*Document excerpt*.
Start of Block

Fred Hassan, a longtime pharmaceutical executive turned health-care investor, tells e-cigarette makers to come through the regulatory "front door" if they want their products to be considered smoking cessation tools.
"My former company, Pharmacia, was the innovator in the nicotine gum and patch," said Hassan, who was Pharmacia CEO for six years starting in 1997. Pharmacia was bought by Pfizer in 2003.
If vaping is "truly helpful to quit smoking, they should be invited to do the research and then file their application with the FDA, and get a lawful approval," he argued on CNBC on Tuesday. "If it does good things like Nicorette Gum, let's do it."
Vaping companies often market their products as healthier alternatives to traditional cigarettes and as a way that adults can wean themselves off of the habit. Some research does back up those claims.
But with e-cigarette use becoming an epidemic among teens and a mysterious vaping-related lung disease spreading across the nation, health officials are increasing scrutiny of the industry.

End of Block

(Dataset items)
Start of Block

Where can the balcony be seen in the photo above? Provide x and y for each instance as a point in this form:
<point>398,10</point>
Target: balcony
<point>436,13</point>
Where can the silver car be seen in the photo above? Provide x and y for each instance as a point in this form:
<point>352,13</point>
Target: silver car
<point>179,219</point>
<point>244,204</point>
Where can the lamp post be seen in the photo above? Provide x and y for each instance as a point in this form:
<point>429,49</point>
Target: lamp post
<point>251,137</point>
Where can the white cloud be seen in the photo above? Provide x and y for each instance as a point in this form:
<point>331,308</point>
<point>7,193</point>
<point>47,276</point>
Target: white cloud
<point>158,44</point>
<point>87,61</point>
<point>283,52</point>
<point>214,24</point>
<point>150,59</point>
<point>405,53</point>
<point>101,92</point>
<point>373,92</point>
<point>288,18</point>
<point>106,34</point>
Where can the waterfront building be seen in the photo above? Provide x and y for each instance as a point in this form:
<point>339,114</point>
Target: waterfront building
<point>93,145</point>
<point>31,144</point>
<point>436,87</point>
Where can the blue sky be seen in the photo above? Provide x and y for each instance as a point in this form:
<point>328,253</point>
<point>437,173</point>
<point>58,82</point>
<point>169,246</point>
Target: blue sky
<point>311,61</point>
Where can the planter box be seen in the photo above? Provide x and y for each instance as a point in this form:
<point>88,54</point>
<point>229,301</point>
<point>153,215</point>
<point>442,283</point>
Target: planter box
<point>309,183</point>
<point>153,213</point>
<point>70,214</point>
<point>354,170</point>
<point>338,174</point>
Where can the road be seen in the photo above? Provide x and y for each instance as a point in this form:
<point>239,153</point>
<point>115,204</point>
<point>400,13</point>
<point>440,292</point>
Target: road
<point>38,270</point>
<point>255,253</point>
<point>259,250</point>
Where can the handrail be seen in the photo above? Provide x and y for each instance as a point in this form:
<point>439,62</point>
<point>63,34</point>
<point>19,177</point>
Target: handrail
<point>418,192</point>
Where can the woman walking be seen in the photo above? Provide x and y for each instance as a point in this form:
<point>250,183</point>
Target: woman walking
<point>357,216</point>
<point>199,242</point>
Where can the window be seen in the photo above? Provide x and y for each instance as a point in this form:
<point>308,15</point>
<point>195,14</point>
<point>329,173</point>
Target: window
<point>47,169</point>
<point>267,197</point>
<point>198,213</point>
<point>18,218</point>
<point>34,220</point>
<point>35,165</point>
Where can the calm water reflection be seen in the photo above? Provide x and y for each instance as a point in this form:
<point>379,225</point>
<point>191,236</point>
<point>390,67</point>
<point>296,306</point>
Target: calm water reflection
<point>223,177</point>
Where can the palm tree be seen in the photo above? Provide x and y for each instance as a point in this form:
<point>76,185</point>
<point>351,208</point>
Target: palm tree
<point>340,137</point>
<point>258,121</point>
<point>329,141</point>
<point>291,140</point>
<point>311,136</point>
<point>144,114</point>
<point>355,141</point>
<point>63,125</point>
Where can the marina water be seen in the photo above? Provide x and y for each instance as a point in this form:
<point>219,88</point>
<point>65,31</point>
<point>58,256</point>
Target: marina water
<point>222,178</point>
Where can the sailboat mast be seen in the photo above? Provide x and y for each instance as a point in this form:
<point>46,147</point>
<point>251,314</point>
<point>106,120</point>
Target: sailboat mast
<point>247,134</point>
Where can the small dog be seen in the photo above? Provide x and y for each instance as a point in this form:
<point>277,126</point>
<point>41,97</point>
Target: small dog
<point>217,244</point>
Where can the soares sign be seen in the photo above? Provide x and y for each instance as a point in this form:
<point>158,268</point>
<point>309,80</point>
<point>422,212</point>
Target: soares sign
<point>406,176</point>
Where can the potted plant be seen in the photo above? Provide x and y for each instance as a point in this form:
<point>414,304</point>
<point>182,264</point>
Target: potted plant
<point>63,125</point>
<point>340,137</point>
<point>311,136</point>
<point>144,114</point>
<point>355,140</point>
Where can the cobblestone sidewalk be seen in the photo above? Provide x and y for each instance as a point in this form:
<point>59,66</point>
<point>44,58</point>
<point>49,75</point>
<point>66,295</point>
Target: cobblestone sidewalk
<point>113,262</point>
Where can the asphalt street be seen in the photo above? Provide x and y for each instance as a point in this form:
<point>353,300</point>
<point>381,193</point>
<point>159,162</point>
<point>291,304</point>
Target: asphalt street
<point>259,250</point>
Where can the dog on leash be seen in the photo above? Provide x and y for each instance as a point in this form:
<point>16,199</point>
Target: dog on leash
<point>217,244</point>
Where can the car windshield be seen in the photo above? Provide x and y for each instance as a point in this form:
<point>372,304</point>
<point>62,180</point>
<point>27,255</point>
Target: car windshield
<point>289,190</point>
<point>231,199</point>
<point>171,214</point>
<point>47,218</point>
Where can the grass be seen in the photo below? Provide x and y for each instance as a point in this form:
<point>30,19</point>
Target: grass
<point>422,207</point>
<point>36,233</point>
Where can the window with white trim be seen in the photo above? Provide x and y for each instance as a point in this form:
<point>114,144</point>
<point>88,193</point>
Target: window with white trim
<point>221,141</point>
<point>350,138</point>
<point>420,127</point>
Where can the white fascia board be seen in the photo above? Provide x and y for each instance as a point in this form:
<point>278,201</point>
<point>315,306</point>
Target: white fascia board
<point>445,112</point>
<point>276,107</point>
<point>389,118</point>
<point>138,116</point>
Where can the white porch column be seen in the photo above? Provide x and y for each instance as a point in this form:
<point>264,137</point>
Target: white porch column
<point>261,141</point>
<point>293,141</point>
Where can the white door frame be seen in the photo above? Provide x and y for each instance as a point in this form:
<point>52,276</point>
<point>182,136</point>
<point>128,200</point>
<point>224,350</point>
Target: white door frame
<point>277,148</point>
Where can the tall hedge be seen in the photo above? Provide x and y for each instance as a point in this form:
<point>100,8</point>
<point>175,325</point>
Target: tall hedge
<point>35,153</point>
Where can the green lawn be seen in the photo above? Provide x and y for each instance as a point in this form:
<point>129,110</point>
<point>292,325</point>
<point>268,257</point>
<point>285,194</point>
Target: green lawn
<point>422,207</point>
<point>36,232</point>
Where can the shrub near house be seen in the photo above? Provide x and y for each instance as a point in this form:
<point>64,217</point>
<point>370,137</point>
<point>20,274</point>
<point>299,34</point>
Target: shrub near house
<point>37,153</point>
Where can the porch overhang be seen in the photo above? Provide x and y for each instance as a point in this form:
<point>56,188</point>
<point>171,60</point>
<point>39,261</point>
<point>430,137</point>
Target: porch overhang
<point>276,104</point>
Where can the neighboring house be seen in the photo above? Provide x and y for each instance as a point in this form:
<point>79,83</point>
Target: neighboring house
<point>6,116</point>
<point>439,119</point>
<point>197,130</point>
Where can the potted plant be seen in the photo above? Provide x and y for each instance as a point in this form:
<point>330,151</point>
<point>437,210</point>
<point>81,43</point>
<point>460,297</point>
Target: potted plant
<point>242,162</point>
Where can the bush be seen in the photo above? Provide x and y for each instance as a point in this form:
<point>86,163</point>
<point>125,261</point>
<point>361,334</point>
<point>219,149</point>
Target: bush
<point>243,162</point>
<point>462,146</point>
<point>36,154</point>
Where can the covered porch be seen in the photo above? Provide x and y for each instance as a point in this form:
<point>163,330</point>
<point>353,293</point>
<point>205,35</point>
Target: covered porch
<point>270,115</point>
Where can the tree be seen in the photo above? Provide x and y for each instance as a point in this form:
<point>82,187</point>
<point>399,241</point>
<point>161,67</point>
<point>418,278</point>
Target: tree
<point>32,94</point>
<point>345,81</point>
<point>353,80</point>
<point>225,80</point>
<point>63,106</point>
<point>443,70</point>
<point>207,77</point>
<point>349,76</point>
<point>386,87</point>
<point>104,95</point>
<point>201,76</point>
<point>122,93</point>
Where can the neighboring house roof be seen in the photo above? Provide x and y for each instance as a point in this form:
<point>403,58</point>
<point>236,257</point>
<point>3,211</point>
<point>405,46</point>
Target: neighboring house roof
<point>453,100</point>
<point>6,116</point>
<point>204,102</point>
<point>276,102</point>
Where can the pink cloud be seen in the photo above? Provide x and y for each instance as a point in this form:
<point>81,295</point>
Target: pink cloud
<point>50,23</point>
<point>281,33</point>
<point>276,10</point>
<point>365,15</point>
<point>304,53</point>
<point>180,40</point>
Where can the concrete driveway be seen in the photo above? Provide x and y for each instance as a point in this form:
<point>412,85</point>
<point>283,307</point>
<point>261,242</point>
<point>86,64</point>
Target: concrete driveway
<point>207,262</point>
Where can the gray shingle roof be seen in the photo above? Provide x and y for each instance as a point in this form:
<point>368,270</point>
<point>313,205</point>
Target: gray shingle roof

End of Block

*Directions*.
List every organization named in the article about e-cigarettes. You won't need the dataset items for this.

*Response for this exercise*.
Pharmacia, Pfizer, the FDA, CNBC